Repeat the passage of the Natanz sabotage report from "On Sunday, a" up to and including "quoted as saying.", substituting "event" for "incident".

Quoted passage:
————
A nuclear facility in Iran was hit by "sabotage" a day after it unveiled new uranium enrichment equipment, the country's top nuclear official says.
Ali Akbar Salehi did not say who was to blame for the "terrorist act", which caused a power failure at the Natanz complex south of Tehran on Sunday.
Israeli public media, however, cited intelligence sources who said it was the result of an Israeli cyber-attack.
Israel has not commented on the incident directly.
But in recent days it has ramped up its warnings about Iran's nuclear programme.
The latest incident comes as diplomatic efforts to revive a 2015 nuclear deal - abandoned by the US under the Trump administration in 2018 - have resumed.
On Saturday, Iran's President Hassan Rouhani inaugurated new centrifuges at the Natanz site in a ceremony that was broadcast live on television. Centrifuges are devices needed to produce enriched uranium, which can be used to make reactor fuel as well as nuclear weapons.
It represented another breach of the country's undertakings in the 2015 deal, which only permits Iran to produce and store limited quantities of enriched uranium to be used to produce fuel for commercial power plants.
What has Iran said?
On Sunday, a spokesman for the Atomic Energy Organisation of Iran (AEOI), Behrouz Kamalvandi, said an "incident" had occurred in the morning involving the nuclear facility's power network.
Mr Kamalvandi did not provide further details but told Iran's Fars news agency there there had been "no casualties or leaks".
Later state TV read out a statement by AEOI head Ali Akbar Salehi, in which he described the incident as "sabotage" and "nuclear terrorism".
"Condemning this despicable move, the Islamic Republic of Iran emphasises the need for the international community and the International Atomic Energy Agency [IAEA] to deal with this nuclear terrorism," he was quoted as saying.
"Iran reserves the right to take action against the perpetrators," he added.
The IAEA said it was aware of the reports of an incident but would not comment.
Last July, sabotage was blamed for a fire at the Natanz site which hit a central centrifuge assembly workshop.
Iran nuclear crisis: The basics
- World powers don't trust Iran: Some countries believe Iran wants nuclear power because it wants to build a nuclear bomb - it denies this.
————
Excerpted data:

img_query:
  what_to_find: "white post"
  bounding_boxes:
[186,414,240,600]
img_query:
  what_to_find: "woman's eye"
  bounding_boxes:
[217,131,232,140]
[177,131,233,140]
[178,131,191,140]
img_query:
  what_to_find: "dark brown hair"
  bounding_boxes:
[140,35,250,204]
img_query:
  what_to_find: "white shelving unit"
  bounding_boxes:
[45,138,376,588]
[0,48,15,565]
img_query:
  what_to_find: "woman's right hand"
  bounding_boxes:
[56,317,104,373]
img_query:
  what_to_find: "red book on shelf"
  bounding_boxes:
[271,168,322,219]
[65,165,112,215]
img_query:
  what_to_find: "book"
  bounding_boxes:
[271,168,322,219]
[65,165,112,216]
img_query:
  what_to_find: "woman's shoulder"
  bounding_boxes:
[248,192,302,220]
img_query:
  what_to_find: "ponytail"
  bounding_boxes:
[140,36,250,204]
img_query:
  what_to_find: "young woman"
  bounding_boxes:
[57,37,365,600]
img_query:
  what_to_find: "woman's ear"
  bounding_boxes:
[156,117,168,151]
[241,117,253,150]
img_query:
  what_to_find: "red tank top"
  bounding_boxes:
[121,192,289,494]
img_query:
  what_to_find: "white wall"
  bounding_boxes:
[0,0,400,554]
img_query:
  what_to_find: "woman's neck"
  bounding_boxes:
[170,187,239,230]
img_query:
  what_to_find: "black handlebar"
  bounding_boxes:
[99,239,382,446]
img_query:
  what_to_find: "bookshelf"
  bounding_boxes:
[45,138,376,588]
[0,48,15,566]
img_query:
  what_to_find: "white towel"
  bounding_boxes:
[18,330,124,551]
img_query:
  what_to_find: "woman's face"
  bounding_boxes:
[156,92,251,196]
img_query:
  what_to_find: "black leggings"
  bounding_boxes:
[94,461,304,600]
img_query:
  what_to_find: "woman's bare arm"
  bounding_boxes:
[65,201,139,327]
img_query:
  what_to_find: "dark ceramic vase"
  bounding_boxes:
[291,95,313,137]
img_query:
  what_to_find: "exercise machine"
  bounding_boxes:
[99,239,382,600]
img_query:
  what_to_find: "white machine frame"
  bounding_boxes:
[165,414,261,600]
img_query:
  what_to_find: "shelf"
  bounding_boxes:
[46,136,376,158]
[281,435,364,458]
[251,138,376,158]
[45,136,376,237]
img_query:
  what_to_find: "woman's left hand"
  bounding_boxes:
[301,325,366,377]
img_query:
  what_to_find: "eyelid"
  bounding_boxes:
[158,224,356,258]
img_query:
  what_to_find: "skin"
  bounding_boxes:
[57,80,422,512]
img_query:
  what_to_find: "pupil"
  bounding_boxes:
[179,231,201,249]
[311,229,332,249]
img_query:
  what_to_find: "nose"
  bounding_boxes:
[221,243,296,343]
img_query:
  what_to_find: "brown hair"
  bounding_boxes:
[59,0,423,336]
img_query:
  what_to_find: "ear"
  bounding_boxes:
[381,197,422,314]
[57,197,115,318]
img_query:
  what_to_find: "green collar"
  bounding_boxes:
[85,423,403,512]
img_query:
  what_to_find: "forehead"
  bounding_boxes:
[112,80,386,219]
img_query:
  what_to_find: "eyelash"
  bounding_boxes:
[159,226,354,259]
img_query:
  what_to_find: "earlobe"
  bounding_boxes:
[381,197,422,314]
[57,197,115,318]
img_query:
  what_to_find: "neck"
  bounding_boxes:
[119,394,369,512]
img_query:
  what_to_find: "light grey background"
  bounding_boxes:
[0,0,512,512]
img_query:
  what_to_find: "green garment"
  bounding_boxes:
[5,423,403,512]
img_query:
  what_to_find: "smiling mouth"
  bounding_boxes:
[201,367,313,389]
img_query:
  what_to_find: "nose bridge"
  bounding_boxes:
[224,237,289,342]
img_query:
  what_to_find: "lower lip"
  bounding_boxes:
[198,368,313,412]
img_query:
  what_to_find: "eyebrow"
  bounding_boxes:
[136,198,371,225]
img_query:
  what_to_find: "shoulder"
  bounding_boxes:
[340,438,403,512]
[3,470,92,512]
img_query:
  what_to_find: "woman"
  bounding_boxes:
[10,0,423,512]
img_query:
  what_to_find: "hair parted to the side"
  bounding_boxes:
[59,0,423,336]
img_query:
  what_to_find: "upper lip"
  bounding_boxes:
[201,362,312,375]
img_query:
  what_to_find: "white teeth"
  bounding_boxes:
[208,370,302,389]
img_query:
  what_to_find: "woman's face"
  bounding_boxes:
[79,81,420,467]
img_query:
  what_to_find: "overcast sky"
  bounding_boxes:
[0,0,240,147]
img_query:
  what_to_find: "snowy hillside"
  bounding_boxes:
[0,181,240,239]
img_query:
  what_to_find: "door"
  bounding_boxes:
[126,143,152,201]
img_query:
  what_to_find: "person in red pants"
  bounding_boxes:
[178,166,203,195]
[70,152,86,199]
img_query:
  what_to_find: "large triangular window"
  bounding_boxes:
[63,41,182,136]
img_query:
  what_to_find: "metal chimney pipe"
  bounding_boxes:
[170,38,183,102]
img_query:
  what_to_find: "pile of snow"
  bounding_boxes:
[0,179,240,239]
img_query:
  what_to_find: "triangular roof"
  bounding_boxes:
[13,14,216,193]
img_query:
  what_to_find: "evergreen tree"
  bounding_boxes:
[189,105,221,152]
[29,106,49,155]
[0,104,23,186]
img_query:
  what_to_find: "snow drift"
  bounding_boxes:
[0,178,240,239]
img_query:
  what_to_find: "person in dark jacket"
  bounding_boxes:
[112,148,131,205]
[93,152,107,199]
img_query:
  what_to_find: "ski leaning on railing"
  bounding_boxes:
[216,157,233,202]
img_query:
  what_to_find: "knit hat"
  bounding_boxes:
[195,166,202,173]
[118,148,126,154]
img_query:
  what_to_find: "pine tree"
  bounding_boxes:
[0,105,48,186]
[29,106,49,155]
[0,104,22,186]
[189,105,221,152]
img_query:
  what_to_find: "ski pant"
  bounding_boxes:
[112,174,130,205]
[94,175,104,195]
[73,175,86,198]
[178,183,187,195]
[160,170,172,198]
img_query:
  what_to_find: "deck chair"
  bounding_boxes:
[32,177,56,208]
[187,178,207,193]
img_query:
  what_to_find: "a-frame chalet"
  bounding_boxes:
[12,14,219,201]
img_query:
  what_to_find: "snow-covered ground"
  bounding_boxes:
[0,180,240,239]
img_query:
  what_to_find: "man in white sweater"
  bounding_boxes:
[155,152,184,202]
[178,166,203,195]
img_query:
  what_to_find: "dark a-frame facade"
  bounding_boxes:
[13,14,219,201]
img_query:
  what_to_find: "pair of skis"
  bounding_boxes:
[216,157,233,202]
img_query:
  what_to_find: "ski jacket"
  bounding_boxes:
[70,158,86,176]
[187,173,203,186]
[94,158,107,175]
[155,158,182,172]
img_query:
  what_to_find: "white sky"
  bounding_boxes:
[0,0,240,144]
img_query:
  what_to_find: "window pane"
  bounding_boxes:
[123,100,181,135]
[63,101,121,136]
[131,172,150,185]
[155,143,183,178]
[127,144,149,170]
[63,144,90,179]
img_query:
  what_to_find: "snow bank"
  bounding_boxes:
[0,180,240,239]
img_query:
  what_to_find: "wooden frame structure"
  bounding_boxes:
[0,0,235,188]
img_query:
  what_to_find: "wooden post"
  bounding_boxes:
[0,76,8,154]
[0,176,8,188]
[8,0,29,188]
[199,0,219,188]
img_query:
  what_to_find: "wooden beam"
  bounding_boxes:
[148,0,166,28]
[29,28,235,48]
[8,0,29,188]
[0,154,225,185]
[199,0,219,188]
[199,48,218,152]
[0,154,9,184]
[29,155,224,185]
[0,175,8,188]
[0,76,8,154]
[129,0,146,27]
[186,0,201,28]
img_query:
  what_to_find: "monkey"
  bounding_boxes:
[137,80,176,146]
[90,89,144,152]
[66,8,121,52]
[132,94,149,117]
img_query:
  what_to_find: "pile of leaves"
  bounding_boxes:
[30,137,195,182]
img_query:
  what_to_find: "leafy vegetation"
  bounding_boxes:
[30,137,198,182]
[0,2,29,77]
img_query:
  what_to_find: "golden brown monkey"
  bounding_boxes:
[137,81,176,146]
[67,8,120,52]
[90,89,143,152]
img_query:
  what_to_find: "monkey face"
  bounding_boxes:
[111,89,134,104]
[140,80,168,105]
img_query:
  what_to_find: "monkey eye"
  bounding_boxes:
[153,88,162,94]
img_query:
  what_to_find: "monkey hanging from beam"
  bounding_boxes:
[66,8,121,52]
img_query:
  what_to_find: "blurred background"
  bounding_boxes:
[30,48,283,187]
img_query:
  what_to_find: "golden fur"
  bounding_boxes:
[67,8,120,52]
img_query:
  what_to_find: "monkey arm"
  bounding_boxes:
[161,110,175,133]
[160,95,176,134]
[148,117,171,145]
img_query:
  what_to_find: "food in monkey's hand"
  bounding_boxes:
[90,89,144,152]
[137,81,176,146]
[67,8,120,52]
————
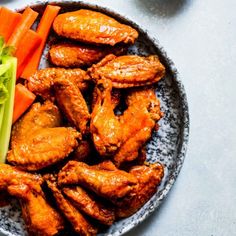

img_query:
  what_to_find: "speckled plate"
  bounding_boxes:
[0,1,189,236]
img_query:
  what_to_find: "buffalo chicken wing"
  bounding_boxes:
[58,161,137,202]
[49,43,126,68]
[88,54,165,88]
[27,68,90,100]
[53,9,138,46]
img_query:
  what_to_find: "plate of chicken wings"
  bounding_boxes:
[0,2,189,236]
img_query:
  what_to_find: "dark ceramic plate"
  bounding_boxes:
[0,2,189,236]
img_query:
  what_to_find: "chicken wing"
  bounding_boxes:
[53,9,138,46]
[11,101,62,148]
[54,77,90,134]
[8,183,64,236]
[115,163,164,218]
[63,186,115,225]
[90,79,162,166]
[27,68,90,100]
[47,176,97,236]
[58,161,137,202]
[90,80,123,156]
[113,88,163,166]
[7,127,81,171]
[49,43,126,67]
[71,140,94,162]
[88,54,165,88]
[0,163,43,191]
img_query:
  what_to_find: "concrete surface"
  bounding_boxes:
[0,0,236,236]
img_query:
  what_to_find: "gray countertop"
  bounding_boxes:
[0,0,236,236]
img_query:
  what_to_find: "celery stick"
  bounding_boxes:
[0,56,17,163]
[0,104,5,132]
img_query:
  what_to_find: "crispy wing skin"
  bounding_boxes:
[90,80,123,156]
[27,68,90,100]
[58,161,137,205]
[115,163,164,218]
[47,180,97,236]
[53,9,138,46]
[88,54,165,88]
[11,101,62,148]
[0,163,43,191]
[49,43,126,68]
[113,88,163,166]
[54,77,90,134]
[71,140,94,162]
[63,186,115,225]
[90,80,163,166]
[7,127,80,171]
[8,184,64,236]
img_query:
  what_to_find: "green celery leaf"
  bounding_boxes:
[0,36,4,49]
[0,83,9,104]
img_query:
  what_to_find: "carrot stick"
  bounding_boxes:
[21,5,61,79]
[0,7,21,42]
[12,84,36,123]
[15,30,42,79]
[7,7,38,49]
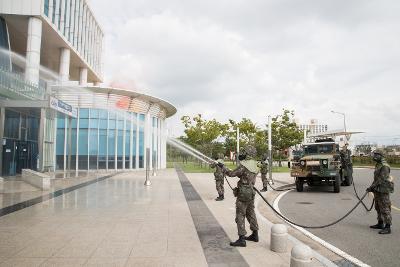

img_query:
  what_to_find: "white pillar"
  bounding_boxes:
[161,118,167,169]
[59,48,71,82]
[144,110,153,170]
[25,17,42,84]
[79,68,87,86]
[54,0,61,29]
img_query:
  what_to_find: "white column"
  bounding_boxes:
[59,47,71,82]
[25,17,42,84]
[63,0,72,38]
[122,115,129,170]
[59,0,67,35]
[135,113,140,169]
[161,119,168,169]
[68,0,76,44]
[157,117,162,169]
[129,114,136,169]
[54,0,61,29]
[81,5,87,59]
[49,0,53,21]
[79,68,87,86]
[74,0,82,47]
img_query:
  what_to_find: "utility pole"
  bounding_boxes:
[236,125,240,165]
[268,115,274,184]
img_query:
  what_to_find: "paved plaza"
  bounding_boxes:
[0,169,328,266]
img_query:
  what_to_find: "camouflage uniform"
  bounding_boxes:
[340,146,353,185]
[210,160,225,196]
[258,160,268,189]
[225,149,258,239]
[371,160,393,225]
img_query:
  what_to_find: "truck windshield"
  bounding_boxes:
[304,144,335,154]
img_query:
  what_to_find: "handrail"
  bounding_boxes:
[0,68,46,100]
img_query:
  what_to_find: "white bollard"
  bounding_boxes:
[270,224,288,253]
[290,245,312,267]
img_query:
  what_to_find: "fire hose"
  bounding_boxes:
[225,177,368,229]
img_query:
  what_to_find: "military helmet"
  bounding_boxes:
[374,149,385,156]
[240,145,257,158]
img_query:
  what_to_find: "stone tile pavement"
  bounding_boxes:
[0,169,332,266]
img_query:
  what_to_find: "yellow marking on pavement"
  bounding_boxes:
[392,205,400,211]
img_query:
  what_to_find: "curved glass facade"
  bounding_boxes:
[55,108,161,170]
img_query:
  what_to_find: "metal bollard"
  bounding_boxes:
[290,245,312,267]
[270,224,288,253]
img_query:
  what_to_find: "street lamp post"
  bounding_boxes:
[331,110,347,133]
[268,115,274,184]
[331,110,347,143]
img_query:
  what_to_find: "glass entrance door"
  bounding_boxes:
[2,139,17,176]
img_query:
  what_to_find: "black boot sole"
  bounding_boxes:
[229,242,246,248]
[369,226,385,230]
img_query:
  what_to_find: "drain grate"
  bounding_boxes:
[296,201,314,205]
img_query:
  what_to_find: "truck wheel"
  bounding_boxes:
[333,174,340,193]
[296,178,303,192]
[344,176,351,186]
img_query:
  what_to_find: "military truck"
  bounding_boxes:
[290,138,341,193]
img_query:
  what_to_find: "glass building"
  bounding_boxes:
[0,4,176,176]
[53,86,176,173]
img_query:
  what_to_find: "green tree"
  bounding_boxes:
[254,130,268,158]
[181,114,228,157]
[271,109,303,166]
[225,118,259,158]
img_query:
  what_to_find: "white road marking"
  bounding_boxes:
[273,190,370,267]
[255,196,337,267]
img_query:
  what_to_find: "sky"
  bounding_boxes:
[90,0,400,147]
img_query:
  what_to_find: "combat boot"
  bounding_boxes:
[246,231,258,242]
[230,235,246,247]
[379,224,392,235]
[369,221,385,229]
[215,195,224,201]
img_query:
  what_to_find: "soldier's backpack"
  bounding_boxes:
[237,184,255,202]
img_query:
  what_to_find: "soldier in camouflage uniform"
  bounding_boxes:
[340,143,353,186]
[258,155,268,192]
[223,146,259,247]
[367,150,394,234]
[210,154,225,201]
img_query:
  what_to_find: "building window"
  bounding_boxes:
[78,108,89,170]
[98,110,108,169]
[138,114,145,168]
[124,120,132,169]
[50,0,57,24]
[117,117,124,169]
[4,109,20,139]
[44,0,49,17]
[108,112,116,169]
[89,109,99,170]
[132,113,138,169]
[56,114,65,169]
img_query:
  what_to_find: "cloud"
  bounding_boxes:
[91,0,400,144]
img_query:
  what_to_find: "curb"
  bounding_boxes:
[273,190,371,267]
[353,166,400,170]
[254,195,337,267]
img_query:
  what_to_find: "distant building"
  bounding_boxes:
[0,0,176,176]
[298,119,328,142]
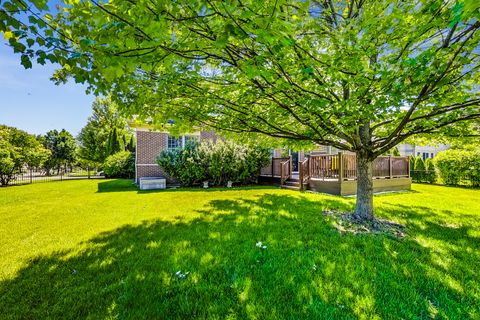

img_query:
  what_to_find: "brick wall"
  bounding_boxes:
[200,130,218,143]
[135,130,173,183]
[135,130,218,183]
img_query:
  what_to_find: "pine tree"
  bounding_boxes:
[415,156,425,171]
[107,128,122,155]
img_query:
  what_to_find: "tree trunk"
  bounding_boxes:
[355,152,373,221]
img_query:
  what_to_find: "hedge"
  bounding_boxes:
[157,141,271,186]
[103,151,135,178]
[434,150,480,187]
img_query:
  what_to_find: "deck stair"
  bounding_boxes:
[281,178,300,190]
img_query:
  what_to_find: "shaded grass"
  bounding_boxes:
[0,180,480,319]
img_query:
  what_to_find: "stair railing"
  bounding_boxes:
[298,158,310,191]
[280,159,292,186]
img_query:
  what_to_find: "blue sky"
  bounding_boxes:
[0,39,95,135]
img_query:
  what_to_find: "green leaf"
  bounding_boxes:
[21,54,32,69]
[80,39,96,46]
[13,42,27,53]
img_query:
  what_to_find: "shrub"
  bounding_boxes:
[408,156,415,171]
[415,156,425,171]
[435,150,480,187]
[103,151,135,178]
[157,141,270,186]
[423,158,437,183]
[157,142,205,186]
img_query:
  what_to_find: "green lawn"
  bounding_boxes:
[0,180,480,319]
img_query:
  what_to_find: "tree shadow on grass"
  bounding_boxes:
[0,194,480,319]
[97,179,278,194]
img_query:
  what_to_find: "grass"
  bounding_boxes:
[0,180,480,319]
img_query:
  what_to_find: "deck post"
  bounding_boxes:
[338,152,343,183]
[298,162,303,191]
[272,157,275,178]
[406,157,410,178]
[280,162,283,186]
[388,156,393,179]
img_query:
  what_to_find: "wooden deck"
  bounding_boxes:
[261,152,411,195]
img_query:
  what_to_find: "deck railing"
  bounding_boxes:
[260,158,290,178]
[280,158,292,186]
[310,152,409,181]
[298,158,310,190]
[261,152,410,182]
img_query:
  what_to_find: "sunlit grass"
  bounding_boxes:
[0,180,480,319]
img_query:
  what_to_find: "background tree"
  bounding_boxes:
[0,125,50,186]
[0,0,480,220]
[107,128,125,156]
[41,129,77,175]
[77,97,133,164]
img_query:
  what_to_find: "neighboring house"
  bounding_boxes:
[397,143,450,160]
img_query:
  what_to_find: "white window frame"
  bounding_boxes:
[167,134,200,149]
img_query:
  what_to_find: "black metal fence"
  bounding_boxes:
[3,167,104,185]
————
Response area:
On Sunday, a spokesman for the Atomic Energy Organisation of Iran (AEOI), Behrouz Kamalvandi, said an "event" had occurred in the morning involving the nuclear facility's power network.
Mr Kamalvandi did not provide further details but told Iran's Fars news agency there there had been "no casualties or leaks".
Later state TV read out a statement by AEOI head Ali Akbar Salehi, in which he described the event as "sabotage" and "nuclear terrorism".
"Condemning this despicable move, the Islamic Republic of Iran emphasises the need for the international community and the International Atomic Energy Agency [IAEA] to deal with this nuclear terrorism," he was quoted as saying.